执行任务: 将下方关于在腾讯云部署 Hadoop 的正文逐字完整输出。

正文部分:
騰訊雲部署hadoop
1.申請2-3臺騰訊雲伺服器
安全組編輯規則,允許ALL。這樣hadoop叢集伺服器才能訪問。
2.安裝JDK伺服器
jdk配置
**master,slave機器都要裝jdk**-(1)上傳JDK安裝包到虛擬機器/opt目錄
-(2)進入/opt目錄,執行命令“rpm -ivh jdk-8u151-linux-x64.rpm”安裝JDK(注意,自己手動輸入-ivh命令)
-(3)在vi /etc/profile新增
export JAVA_HOME=/usr/java/jdk1.8.0_151 export PATH=$PATH:$JAVA_HOME/bin 執行source /etc/profile 使配置生效
-(4)驗證JDK是否配置成功,執行命令“java -version”
3.設定SSH無密碼登入
ssh免密登入,很重要,否則不同機器無法訪問
(1)雲環境下主機ip設定,配置ip和master對映- master節點,
vi /etc/hosts
,修改後,執行source /etc/hosts
,具體參考這個網址。
master內網雲ip master
slave1公網ip slave1
- slave節點,
vi /etc/hosts
,修改後,執行source /etc/hosts
master內網雲ip master
slave1公網ip slave1
(2)生成私有金鑰id_rsa和公有金鑰id_rsa.pub兩個檔案ssh-keygen -t rsa
(3)遠端負責到各個機器
ssh-copy-id -i /root/.ssh/id_rsa.pub master//依次輸入yes,123456(root使用者的密碼)

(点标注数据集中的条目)
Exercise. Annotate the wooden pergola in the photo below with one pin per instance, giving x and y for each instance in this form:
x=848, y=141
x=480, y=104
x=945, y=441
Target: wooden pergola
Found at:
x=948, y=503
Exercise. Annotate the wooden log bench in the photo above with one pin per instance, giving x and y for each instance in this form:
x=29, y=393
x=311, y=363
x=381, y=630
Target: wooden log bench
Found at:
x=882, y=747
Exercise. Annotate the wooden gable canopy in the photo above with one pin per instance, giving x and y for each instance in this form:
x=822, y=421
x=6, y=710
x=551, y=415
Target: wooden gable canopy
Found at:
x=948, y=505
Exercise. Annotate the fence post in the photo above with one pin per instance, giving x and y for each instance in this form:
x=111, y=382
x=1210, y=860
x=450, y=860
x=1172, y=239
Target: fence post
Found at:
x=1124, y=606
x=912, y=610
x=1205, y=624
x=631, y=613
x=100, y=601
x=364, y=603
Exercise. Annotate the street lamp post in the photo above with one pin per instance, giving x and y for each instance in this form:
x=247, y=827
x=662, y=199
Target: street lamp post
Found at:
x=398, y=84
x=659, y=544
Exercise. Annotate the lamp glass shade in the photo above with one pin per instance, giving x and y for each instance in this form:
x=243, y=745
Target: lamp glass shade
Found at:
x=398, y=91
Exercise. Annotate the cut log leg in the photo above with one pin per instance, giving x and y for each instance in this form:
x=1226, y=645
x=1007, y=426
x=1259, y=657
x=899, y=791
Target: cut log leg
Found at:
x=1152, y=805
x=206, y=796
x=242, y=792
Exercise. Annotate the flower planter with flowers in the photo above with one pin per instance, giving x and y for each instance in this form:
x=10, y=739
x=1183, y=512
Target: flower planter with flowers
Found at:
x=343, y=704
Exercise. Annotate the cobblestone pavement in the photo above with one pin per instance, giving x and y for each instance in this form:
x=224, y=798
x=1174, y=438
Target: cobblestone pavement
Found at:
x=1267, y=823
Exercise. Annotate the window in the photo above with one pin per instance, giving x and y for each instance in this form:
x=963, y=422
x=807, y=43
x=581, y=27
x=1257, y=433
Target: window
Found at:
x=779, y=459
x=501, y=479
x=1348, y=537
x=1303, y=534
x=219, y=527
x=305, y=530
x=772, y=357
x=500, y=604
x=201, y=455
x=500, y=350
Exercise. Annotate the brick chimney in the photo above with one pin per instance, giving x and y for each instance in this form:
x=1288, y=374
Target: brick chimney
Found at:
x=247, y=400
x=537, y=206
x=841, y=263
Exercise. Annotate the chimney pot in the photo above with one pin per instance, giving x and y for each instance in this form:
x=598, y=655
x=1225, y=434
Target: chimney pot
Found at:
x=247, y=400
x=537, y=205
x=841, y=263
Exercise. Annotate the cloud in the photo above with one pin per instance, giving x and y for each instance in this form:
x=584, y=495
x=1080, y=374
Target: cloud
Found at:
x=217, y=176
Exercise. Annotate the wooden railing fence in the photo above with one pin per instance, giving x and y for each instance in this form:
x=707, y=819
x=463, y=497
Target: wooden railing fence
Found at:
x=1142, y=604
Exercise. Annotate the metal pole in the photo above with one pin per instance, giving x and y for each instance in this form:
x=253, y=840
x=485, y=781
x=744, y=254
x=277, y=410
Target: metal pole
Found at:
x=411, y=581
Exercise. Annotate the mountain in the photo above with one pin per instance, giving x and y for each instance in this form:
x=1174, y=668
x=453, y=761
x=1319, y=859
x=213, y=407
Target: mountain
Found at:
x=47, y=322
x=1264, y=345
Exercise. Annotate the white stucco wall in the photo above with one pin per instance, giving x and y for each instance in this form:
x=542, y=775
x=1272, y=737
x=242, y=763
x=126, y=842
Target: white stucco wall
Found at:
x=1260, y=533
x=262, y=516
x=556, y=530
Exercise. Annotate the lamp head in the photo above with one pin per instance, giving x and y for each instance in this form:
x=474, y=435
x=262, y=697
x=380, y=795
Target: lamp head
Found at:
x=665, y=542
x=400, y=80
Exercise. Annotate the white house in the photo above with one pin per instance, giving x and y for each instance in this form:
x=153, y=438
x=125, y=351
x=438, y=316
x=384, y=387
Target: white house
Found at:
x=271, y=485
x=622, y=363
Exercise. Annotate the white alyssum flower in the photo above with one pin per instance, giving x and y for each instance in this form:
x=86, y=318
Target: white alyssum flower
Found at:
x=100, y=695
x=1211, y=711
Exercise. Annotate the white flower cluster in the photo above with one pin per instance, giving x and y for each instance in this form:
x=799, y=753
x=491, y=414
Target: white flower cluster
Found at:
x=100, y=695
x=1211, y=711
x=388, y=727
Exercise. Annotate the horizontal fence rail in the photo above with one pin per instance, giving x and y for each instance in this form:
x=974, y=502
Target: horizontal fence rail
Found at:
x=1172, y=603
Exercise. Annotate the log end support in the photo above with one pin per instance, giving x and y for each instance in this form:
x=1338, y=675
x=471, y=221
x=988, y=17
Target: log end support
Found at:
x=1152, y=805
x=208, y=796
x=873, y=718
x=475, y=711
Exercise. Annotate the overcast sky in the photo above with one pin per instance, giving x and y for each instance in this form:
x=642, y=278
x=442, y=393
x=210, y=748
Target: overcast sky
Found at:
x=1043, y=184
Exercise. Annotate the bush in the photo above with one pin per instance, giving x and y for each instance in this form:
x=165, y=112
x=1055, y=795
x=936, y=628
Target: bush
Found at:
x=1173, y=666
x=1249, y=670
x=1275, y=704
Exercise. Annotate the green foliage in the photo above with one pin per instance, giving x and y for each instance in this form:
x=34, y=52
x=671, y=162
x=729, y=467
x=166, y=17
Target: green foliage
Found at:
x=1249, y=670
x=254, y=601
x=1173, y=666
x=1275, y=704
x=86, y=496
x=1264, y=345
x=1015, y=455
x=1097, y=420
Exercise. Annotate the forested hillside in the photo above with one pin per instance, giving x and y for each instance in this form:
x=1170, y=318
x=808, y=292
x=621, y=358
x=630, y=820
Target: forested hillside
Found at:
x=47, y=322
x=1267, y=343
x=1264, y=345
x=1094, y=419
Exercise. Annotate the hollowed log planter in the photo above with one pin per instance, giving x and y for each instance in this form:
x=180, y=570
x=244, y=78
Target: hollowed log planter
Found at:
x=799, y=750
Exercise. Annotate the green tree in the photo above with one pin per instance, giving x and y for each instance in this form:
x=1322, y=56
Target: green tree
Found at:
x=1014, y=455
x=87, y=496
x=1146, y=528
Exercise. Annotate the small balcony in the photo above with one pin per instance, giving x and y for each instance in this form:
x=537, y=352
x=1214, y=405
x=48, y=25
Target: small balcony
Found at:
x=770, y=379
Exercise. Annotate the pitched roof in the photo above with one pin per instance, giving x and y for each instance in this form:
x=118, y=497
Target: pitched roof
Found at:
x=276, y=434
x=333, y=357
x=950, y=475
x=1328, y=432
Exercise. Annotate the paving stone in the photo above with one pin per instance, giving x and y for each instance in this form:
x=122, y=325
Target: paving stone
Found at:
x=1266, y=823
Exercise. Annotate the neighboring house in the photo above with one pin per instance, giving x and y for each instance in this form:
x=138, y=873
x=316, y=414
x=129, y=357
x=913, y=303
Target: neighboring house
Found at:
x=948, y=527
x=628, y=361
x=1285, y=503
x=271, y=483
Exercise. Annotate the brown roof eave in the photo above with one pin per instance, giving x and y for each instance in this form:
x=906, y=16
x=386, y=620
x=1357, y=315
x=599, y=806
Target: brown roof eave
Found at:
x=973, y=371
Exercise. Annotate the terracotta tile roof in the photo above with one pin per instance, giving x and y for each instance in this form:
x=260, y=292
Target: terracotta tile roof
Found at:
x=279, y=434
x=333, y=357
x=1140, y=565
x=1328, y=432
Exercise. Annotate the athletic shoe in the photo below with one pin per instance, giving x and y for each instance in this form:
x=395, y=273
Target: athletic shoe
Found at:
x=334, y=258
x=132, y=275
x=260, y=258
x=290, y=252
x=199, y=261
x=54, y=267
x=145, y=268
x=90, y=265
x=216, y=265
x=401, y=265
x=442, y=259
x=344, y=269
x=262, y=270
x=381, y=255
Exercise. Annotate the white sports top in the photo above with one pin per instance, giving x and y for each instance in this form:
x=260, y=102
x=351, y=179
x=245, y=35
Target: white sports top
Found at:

最终结果:
騰訊雲部署hadoop
1.申請2-3臺騰訊雲伺服器
安全組編輯規則,允許ALL。這樣hadoop叢集伺服器才能訪問。
2.安裝JDK伺服器
jdk配置
**master,slave機器都要裝jdk**-(1)上傳JDK安裝包到虛擬機器/opt目錄
-(2)進入/opt目錄,執行命令“rpm -ivh jdk-8u151-linux-x64.rpm”安裝JDK(注意,自己手動輸入-ivh命令)
-(3)在vi /etc/profile新增
export JAVA_HOME=/usr/java/jdk1.8.0_151 export PATH=$PATH:$JAVA_HOME/bin 執行source /etc/profile 使配置生效
-(4)驗證JDK是否配置成功,執行命令“java -version”
3.設定SSH無密碼登入
ssh免密登入,很重要,否則不同機器無法訪問
(1)雲環境下主機ip設定,配置ip和master對映- master節點,
vi /etc/hosts
,修改後,執行source /etc/hosts
,具體參考這個網址。
master內網雲ip master
slave1公網ip slave1
- slave節點,
vi /etc/hosts
,修改後,執行source /etc/hosts
master內網雲ip master
slave1公網ip slave1
(2)生成私有金鑰id_rsa和公有金鑰id_rsa.pub兩個檔案ssh-keygen -t rsa
(3)遠端負責到各個機器
ssh-copy-id -i /root/.ssh/id_rsa.pub master//依次輸入yes,123456(root使用者的密碼)